Object position labeling items:
— begin —
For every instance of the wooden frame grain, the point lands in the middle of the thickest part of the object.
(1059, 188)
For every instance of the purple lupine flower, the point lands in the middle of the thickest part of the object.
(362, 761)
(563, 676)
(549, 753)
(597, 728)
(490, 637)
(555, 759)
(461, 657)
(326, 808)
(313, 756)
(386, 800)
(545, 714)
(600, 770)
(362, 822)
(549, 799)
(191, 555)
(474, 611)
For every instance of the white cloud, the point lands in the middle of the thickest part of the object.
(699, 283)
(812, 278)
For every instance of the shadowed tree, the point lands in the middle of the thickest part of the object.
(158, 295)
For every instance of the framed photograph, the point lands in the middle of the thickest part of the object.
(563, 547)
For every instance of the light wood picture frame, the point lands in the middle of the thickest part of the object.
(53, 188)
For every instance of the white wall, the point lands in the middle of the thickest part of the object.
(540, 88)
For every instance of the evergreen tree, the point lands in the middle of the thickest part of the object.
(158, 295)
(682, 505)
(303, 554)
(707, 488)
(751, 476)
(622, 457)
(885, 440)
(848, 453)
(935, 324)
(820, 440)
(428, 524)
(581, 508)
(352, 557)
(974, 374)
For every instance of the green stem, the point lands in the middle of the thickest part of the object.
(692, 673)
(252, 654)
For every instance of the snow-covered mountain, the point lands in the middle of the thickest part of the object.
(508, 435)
— end —
— begin —
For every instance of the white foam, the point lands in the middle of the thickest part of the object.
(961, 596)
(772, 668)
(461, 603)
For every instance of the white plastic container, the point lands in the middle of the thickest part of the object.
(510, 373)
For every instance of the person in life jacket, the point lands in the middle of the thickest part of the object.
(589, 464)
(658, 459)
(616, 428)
— end —
▶ Problem requirements: Can you reproduce the items above word for word, beginning at the line that contains "For every instance of the wooden" and stopping after the line that contains "(1059, 188)"?

▶ Reply to the exercise:
For every instance of the wooden frame grain, the point lands in the middle of the thickest part of the object.
(1059, 188)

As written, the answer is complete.